DATA FOR THE TASK Start Marker

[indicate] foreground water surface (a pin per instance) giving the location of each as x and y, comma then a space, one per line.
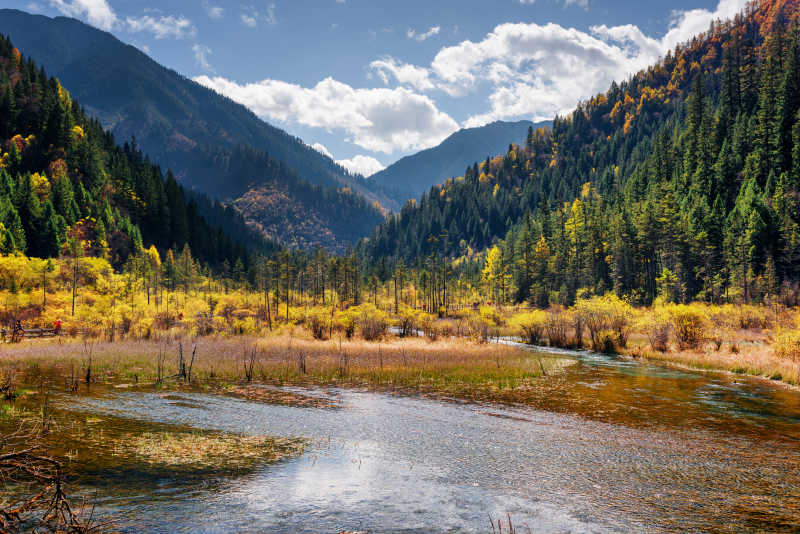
608, 446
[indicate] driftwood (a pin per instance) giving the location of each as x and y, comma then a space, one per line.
24, 461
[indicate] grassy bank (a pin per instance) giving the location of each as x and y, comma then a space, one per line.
451, 367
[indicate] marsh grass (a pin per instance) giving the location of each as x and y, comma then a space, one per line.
88, 443
755, 359
448, 366
206, 450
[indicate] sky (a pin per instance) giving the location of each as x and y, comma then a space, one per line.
370, 81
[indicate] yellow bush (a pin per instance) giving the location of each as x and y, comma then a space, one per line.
530, 325
319, 321
657, 327
787, 345
346, 321
372, 322
407, 320
492, 315
605, 314
689, 323
557, 328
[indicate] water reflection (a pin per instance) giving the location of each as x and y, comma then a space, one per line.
610, 445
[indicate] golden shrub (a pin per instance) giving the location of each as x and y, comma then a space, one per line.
689, 322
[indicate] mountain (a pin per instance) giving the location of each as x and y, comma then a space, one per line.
63, 179
681, 182
194, 131
415, 174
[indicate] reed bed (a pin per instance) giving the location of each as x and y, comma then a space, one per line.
450, 366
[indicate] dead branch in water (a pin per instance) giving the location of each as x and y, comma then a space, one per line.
24, 462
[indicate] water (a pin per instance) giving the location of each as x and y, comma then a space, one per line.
609, 446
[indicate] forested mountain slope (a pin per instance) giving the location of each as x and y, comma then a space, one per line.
681, 182
63, 178
416, 174
212, 144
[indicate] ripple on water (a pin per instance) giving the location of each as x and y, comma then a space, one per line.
387, 463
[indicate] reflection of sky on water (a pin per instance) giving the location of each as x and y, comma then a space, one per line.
397, 464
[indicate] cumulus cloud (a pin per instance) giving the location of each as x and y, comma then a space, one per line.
214, 12
97, 12
412, 34
405, 74
366, 166
162, 27
538, 71
201, 53
250, 16
322, 149
380, 120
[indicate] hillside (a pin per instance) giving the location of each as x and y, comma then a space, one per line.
64, 182
417, 173
188, 128
681, 182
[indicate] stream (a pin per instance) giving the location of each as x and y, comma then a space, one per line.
609, 445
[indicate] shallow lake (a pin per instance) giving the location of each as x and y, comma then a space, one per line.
609, 445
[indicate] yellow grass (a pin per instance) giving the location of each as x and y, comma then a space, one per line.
446, 366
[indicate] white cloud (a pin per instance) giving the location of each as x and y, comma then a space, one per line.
250, 16
214, 12
201, 53
404, 73
322, 149
381, 120
366, 166
538, 71
97, 12
412, 34
162, 27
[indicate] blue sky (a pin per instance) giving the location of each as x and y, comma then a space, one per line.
369, 81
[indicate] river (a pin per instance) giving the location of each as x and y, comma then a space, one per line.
609, 445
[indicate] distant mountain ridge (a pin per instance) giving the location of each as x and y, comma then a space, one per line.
194, 131
416, 174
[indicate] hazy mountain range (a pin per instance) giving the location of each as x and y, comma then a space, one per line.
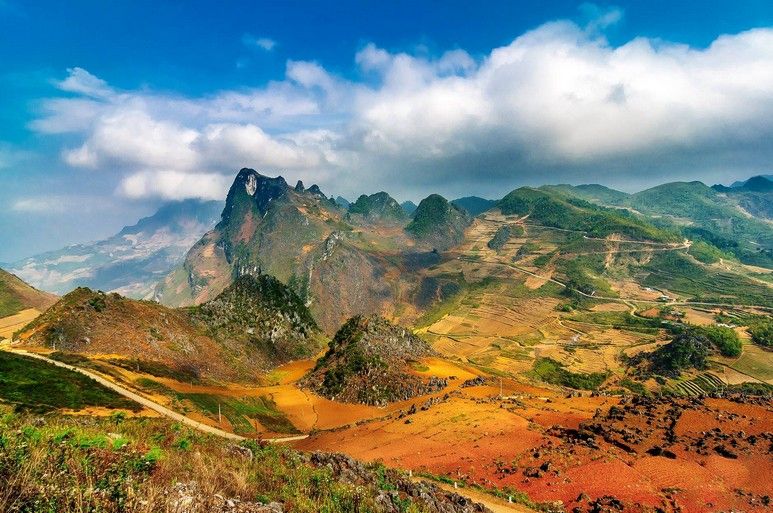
131, 261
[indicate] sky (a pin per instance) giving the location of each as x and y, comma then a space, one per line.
110, 109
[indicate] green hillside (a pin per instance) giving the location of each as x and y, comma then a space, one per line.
438, 222
703, 213
567, 213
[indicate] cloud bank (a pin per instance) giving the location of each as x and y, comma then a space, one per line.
559, 103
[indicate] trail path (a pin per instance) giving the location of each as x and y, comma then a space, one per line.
494, 504
624, 300
144, 401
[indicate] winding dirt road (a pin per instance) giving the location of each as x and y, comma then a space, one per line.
494, 504
166, 412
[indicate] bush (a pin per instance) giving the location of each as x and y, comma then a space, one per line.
724, 339
762, 332
551, 371
688, 350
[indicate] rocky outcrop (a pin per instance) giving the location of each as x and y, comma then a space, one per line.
431, 497
369, 362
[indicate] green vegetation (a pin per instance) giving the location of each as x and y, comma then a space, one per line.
527, 248
567, 213
345, 347
593, 193
707, 253
188, 374
438, 222
618, 320
724, 339
500, 238
9, 302
97, 465
681, 273
634, 386
240, 412
688, 350
543, 259
380, 205
584, 274
370, 361
551, 371
761, 332
714, 219
31, 384
253, 309
691, 347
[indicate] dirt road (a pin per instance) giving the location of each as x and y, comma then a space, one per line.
493, 503
166, 412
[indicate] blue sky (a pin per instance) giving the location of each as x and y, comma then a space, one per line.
111, 108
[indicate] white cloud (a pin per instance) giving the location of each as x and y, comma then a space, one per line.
58, 203
559, 99
175, 185
261, 43
82, 82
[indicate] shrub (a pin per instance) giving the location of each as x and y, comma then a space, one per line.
762, 332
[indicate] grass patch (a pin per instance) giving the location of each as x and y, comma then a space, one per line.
31, 384
158, 369
240, 413
618, 320
551, 371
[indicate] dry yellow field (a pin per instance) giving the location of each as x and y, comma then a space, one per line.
9, 325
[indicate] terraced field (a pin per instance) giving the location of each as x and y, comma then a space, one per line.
11, 324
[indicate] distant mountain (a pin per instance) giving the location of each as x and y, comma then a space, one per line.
15, 295
473, 204
409, 207
758, 184
378, 207
568, 213
593, 193
741, 183
254, 325
738, 222
438, 223
343, 202
369, 362
130, 262
301, 238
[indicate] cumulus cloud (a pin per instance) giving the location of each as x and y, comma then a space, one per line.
559, 103
58, 203
261, 43
82, 82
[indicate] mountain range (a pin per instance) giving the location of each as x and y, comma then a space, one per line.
130, 262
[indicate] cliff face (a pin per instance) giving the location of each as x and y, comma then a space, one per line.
370, 361
339, 263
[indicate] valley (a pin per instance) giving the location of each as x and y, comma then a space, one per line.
546, 354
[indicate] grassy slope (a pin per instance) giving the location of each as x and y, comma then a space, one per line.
714, 216
32, 384
15, 295
112, 465
558, 211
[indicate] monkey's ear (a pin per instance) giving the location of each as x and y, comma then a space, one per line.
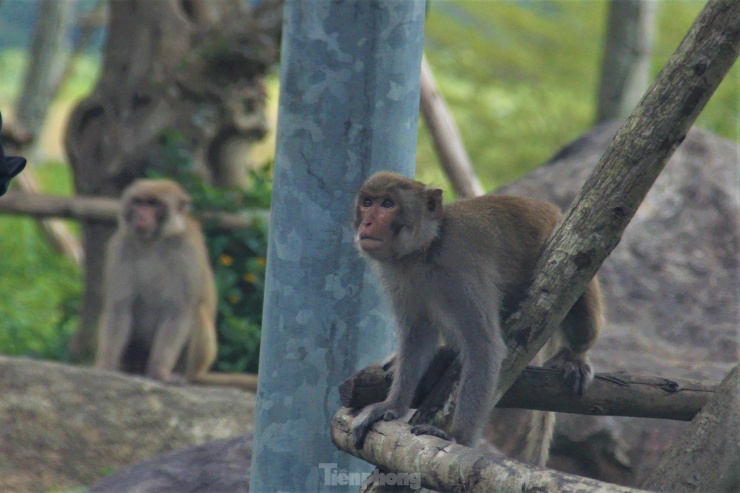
434, 203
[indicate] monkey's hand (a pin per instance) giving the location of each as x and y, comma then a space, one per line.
430, 430
369, 416
577, 371
388, 365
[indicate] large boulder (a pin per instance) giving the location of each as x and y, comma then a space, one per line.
214, 467
63, 426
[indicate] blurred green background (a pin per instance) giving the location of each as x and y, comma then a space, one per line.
519, 76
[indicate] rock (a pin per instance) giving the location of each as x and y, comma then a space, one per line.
63, 426
670, 291
706, 457
214, 467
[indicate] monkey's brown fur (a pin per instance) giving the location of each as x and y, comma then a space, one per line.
160, 296
451, 272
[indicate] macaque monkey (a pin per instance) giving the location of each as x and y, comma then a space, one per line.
160, 296
450, 272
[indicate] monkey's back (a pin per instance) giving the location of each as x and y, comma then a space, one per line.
506, 230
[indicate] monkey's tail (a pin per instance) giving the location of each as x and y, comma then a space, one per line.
539, 436
541, 429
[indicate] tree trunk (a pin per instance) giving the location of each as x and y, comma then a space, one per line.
191, 70
625, 69
49, 54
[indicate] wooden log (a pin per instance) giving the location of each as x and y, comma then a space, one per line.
611, 394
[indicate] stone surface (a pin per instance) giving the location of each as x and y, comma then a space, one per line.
670, 292
63, 426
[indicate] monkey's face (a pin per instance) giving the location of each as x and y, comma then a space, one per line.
145, 216
377, 222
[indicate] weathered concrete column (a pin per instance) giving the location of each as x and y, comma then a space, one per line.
348, 107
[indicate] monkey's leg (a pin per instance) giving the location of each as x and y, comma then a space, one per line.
113, 337
481, 364
172, 335
202, 347
417, 345
579, 331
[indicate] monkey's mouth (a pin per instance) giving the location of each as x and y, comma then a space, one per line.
369, 243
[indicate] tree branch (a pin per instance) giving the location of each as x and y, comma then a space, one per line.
447, 141
445, 466
611, 394
593, 226
100, 209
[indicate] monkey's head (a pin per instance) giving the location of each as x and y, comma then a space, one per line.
153, 209
396, 216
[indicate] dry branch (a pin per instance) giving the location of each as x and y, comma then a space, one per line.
593, 226
99, 209
611, 394
445, 466
447, 141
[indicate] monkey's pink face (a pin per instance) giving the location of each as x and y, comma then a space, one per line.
375, 226
145, 215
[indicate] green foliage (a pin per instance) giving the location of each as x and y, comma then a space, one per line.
238, 256
521, 78
39, 288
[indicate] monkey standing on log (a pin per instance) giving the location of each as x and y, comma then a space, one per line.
160, 295
450, 272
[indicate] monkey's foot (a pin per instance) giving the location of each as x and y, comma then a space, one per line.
429, 430
577, 372
367, 418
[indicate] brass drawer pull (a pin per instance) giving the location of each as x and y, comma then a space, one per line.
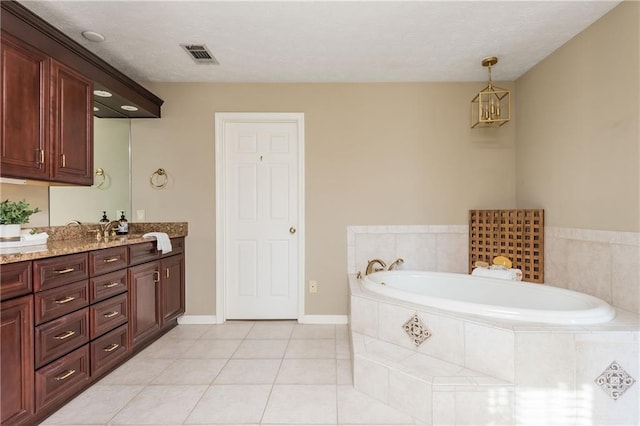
66, 375
64, 335
39, 156
112, 347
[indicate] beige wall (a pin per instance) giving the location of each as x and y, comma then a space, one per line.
375, 154
578, 130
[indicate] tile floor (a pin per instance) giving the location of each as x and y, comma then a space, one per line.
249, 373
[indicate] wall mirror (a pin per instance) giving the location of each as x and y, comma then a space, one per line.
111, 191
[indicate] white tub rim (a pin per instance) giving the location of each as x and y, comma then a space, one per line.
601, 312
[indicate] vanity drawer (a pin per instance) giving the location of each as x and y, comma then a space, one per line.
107, 260
143, 252
177, 246
107, 315
58, 301
57, 271
15, 279
61, 336
109, 349
62, 378
107, 285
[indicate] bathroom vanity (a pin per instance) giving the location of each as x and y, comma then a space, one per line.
69, 319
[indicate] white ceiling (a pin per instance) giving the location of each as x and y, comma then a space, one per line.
323, 41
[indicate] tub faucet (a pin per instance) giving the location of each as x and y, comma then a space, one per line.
395, 263
371, 266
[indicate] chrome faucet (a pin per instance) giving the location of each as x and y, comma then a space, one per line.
107, 227
371, 266
395, 263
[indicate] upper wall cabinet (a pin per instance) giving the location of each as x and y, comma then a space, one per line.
72, 127
24, 94
46, 97
47, 121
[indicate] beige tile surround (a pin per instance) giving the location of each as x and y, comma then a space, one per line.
605, 264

DATA FOR THE TASK End Marker

- [WORK TO BE COMPLETED]
The answer should be an exact copy of the lines from the one containing "[indicate] tub faucet" through the last line of the entries, both included.

- [EXERCISE RESPONSE]
[indicate] tub faucet (a pin per instance) giving the location of each as x and y, comma then a space, one per line.
395, 263
371, 266
[indicate] chrome faucet (a pin per instance) giving the location of each as x and y, comma then a space, one per line.
107, 227
371, 266
395, 263
[indicate] upper wall cabinet (a pin per instance) giving the location of each as x and y, comma then a space, one per line.
72, 127
24, 94
46, 97
47, 121
[indicate] beige tile surround (a pin per instance) giving the location of each as x and y, comma then a space, one per line.
605, 264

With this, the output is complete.